Text passage
---------------

Teachers and parents are right to mistrust the false
economy that standards generate, argues Perry Rush.
A close examination of the recently published national
standards reveals that it really is a case of "back to the
future".
Staff rooms in primary schools around the country have fallen
unusually silent.
The Ministry of Education has begun to roll out a programme
of confidence building.
Business as usual is the mantra; momentum is encouraged.
But it will be hard to achieve that momentum when this policy
flies in the face of recently published international data
highlighting the negative impact of standards and vociferous
disapproval from educators.
National standards have been "done" to the teaching
profession despite significant opposition.
It is this meddling in the guts of the profession that
rankles.
This policy has significant implications for how schools
work, how teachers teach and how children learn and yet it is
the very advice from those trained to do the work that has
been steadfastly ignored.
It is a measure of how little political capital teachers hold
that the politics of inclusion applies to coalition partners
and their rainbow policy agendas but not to the collective
advice of teachers and principals.
It is particularly worrying that the Ministry of Education is
choosing to "sell" the standards as congruent with the
revised national curriculum.
Nothing could be further from the truth.
National standards and the revised curriculum represent a
mess of ideology: a soup.
No matter how hard you stir it, the component parts just keep
separating.
Standards centralise achievement expectations but the
curriculum localises achievement; standards understand
achievement to be linear and age-referenced but the
curriculum enshrines the unique nature of achievement
personal to each learner; standards understand assessment to
be fixed and owned by the state but the curriculum demands
assessment to be fluid and include the student; standards
reinforce the dominance of literacy and numeracy but the
curriculum dictates a broad and balanced approach.

---------------

Data shown

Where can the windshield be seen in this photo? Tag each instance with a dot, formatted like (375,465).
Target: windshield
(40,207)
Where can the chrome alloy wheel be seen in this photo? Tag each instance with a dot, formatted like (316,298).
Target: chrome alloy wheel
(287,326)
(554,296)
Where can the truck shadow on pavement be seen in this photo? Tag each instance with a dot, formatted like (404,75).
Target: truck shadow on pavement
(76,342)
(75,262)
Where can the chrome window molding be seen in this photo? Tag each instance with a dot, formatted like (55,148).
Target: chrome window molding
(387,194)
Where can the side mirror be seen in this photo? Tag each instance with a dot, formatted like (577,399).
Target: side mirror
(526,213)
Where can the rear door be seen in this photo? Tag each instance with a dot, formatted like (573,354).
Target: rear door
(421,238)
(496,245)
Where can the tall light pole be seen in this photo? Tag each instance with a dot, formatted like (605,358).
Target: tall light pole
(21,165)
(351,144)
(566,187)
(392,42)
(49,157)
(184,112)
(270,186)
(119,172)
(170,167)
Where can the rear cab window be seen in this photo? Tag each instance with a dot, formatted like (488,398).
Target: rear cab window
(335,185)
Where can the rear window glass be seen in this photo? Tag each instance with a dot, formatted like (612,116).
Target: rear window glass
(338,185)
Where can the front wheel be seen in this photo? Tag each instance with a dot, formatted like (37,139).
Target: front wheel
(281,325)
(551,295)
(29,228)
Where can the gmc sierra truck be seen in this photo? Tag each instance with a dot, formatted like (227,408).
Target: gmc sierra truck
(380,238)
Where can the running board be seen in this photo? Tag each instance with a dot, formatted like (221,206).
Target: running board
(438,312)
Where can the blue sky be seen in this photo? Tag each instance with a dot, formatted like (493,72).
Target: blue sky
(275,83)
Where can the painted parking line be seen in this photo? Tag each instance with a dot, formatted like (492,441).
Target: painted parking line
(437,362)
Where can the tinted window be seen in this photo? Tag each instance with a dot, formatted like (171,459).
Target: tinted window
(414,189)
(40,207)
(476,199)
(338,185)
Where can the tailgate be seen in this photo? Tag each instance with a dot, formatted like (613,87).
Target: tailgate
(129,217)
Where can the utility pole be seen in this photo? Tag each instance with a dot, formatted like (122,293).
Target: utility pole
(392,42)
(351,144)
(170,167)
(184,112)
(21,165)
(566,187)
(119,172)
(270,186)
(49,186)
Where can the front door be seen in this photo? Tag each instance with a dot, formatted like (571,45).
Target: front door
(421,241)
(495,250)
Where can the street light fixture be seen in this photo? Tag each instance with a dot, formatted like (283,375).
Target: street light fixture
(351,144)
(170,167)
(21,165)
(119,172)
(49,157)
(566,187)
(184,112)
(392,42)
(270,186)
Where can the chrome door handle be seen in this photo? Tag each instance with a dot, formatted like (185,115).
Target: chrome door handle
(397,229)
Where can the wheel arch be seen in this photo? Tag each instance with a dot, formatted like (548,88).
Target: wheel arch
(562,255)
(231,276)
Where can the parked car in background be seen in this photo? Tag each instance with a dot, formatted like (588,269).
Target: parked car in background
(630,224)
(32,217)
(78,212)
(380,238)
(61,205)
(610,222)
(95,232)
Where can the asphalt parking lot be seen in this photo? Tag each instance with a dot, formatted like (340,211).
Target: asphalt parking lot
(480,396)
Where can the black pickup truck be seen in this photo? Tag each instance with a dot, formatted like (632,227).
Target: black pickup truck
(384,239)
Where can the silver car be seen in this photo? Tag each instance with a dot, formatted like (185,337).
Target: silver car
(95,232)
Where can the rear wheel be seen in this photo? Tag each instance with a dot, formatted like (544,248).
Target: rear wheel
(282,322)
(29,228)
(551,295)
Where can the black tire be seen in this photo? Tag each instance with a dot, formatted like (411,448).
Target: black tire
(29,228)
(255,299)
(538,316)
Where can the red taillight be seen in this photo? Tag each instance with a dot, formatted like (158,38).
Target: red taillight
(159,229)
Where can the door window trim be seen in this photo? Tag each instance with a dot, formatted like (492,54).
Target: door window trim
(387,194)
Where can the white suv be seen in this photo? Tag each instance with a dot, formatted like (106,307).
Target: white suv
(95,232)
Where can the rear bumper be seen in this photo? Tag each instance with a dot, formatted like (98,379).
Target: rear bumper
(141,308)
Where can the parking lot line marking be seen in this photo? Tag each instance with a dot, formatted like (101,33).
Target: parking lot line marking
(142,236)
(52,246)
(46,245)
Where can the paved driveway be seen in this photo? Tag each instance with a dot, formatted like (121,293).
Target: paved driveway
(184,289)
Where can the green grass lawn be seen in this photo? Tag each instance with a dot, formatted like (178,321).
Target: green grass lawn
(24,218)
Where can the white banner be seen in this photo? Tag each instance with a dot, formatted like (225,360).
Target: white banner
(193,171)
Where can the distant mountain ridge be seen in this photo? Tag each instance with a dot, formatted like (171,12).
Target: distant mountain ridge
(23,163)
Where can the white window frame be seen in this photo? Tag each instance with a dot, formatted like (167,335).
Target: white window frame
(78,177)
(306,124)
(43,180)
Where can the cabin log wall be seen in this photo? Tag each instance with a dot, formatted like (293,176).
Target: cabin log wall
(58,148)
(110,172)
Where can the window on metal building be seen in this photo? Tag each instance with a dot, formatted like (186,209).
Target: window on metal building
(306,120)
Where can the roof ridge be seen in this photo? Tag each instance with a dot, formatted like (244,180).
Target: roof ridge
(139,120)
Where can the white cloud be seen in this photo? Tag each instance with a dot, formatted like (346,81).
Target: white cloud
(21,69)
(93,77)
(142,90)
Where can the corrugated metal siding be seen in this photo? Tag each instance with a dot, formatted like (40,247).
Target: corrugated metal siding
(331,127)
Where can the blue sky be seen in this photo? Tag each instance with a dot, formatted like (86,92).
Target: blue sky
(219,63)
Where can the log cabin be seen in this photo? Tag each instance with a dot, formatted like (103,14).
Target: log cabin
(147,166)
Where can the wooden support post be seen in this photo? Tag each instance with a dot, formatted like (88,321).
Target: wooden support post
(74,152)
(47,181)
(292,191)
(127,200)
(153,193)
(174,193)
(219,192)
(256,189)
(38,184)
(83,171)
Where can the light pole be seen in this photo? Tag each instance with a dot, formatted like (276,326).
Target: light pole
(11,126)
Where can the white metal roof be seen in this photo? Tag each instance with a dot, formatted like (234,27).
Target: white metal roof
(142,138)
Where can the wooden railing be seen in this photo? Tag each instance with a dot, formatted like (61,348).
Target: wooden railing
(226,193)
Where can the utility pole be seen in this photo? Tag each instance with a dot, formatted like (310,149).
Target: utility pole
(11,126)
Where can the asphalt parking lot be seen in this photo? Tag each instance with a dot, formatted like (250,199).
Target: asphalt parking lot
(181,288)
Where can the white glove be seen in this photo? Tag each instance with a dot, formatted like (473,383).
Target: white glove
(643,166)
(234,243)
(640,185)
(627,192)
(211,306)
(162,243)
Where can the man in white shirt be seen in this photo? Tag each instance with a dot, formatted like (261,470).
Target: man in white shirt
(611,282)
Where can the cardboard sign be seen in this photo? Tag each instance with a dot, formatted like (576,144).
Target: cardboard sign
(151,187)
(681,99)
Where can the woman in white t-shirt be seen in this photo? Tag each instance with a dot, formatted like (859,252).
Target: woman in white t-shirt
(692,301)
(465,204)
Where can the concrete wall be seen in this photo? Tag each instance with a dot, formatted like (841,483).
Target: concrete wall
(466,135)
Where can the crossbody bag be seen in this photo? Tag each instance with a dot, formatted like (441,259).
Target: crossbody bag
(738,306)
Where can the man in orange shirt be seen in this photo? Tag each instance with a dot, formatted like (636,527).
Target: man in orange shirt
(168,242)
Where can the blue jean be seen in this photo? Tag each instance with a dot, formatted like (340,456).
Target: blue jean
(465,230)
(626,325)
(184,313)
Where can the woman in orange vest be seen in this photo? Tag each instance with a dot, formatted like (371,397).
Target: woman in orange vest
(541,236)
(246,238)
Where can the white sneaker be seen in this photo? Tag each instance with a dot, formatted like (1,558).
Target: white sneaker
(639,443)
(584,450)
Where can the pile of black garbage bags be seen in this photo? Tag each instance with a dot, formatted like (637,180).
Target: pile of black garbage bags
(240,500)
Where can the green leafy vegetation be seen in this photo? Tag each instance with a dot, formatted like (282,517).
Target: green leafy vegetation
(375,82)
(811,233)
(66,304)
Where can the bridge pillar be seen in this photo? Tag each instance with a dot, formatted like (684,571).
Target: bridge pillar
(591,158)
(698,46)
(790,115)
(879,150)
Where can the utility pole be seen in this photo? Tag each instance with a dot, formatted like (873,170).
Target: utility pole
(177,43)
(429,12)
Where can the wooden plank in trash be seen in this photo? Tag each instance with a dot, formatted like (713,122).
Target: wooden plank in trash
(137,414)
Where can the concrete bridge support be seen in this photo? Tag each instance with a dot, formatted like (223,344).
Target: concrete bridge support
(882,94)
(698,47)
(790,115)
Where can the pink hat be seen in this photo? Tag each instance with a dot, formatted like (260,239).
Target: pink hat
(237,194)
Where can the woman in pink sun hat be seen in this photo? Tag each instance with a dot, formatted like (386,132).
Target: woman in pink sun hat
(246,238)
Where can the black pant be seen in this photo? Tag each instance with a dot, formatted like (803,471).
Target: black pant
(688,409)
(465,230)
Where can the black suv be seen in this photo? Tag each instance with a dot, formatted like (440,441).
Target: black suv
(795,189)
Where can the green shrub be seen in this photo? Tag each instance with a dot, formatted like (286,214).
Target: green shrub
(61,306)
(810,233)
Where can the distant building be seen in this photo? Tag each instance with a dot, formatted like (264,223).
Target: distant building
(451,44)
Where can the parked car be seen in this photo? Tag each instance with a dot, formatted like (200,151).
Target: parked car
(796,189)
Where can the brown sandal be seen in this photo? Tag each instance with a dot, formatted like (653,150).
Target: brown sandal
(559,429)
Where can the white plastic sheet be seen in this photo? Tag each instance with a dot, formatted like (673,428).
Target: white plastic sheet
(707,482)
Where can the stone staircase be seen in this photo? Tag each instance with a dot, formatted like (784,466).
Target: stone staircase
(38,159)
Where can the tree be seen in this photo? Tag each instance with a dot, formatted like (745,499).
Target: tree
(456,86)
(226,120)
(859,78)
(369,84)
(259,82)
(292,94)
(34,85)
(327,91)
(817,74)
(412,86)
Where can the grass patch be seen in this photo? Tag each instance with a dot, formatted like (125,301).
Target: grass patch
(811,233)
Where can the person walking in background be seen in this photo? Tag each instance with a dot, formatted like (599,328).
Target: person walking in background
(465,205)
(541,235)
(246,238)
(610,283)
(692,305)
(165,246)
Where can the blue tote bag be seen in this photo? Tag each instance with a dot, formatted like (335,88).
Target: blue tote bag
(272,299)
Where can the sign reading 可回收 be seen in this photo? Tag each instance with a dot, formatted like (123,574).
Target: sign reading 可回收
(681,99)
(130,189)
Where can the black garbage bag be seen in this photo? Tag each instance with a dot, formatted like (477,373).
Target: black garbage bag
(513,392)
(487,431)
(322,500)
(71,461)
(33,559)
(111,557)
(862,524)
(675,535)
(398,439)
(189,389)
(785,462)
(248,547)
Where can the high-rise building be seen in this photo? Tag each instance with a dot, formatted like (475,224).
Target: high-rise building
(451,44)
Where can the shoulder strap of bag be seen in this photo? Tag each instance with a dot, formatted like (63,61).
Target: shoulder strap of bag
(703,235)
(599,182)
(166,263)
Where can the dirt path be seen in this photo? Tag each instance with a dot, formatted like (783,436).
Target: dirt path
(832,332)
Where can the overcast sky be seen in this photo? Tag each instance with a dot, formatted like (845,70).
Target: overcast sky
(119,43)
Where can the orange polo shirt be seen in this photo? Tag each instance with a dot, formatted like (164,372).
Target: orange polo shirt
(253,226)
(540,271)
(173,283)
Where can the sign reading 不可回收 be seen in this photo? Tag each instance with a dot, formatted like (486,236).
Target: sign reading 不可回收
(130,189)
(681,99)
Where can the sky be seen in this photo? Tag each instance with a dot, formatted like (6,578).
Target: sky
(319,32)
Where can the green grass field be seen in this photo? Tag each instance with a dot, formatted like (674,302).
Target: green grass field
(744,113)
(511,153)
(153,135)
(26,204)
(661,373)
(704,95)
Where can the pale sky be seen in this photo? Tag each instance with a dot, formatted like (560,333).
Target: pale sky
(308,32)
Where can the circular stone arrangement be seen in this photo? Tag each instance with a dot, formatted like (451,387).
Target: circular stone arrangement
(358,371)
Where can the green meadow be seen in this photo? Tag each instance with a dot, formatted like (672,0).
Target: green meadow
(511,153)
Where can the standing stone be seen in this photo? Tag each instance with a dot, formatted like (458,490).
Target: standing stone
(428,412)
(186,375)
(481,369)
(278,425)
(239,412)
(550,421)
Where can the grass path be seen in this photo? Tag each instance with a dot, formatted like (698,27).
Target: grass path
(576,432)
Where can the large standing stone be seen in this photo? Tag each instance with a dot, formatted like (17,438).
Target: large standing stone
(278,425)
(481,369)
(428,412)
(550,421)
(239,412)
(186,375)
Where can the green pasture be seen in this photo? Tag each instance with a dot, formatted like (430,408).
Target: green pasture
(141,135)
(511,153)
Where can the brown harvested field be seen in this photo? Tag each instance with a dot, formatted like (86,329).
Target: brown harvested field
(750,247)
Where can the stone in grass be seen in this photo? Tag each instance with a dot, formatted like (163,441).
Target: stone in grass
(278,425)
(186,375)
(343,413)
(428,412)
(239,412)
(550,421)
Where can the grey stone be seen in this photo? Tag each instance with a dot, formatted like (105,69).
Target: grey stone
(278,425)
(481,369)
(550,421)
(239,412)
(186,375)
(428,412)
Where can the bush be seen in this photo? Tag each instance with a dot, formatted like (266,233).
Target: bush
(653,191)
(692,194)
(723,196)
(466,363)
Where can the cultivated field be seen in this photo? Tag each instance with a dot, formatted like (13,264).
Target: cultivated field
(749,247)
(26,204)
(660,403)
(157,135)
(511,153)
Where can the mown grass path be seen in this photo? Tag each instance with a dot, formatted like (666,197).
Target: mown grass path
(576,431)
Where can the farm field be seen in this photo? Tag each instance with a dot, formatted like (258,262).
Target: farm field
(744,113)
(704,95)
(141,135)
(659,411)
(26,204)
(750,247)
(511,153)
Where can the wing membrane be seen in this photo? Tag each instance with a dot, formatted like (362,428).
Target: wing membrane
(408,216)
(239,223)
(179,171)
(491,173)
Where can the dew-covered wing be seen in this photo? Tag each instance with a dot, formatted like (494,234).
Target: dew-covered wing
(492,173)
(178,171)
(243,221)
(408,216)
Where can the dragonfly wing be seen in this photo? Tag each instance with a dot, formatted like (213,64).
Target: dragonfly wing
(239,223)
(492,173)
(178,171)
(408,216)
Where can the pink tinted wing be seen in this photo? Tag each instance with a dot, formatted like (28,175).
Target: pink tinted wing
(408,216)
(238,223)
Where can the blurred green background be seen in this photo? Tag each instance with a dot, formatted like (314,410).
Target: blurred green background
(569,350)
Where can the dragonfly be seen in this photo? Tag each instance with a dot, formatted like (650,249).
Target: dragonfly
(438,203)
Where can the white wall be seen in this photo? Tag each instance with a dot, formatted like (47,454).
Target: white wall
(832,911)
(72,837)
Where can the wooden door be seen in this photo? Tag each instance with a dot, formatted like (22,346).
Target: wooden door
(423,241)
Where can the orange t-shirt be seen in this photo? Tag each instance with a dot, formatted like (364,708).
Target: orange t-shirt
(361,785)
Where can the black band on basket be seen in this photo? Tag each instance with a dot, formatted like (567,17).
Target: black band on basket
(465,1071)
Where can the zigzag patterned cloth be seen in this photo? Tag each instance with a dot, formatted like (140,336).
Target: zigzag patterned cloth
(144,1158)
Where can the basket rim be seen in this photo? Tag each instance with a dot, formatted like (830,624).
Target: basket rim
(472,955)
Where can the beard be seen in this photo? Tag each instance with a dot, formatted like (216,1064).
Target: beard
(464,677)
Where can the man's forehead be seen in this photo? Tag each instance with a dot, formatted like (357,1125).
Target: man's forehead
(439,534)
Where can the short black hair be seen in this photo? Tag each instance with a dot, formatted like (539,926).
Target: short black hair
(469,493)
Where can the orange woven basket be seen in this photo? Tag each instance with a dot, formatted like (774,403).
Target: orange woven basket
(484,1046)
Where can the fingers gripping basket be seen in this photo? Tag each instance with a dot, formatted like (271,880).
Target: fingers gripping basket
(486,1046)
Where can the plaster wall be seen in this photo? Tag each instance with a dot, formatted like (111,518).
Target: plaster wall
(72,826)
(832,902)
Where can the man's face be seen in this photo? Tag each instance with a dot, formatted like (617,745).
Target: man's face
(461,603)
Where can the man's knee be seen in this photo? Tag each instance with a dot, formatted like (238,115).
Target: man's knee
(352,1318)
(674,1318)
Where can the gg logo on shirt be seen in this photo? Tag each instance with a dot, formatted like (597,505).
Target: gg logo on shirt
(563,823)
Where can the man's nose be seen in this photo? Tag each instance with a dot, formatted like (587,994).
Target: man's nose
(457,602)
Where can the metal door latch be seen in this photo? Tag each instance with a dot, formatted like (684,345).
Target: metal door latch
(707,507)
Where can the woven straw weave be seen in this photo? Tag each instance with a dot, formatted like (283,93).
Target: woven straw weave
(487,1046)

---------------

Problems and tasks
• A. In the passage on national standards, what does the Ministry of Education claim the standards are congruent with?
• B. Continue the passage on national standards from the point where it stops.

Results in order
• A. The revised national curriculum.

• B.
The standards are evidence of the absence of consultation
with the teaching profession.
Of particular note is the recently published assessment and
reporting expectations that have clearly been constructed by
bureaucrats so mired in their own expertise that their
peripheral vision is missing.
They herald a new era of assessment overload.
National standards assessments are appropriately arrived at
from a variety of sources.
This is best assessment practice but the advice of assessment
experts who have sought to ensure standards are not judged by
one test on one day has been counterproductive.
In order to be accurate, assessment from a variety of sources
necessitates moderation.
This requires teachers to bring samples of children's work to
compare with that of other children at the same stage in
order to agree on what constitutes normal achievement for the
standard measured.
If this were to occur for all assessments in reading, writing
and maths, there would be only a scrap of time given to the
job of teaching.
Anything short of full moderation makes standards-based
assessments in the New Zealand context subjective and unsafe.
It is a strange irony that "one test on one day" while not
desirable would have been less disruptive to the quality of
teaching that has held New Zealand consistently at the top of
international indices of educational performance.
The unpalatable truth is that if teachers want time to teach,
then something will need to go: teachers will need to give up
doing something of value.
Recent media commentary has taken the easy option: lambasting
teachers for the perception that they don't want to be
measured.
Sadly, these commentators have missed the point.
National's raison d'etre for standards is the introduction of
competition between primary schools through the use of simple
(and inappropriate) comparative measures.
Anybody who has sat a test knows that a test tells what it is
designed to measure and what it measures might not be what
has been learnt.
The inability to generate achievement data that is absolute
makes the generation of an education marketplace that
compares eggs with eggs impossible.
There is an undeniable whiff of the Treasury in the desire to
measure.
Schools are being required to evidence improvements in
productivity and, in the minds of the technocrats who drive
policy, only student achievement data in the form of bald
numbers will suffice.
Although there will be many who will be convinced, the data
tell a lie.
Teachers and parents are right to mistrust the false economy
that standards generate.
The Government should be reminded that in the absence of any
meaningful engagement with teachers, the responsibility for
the impact of national standards on children's learning sits
squarely on its shoulders.
Perry Rush is principal of Island Bay School in
Wellington.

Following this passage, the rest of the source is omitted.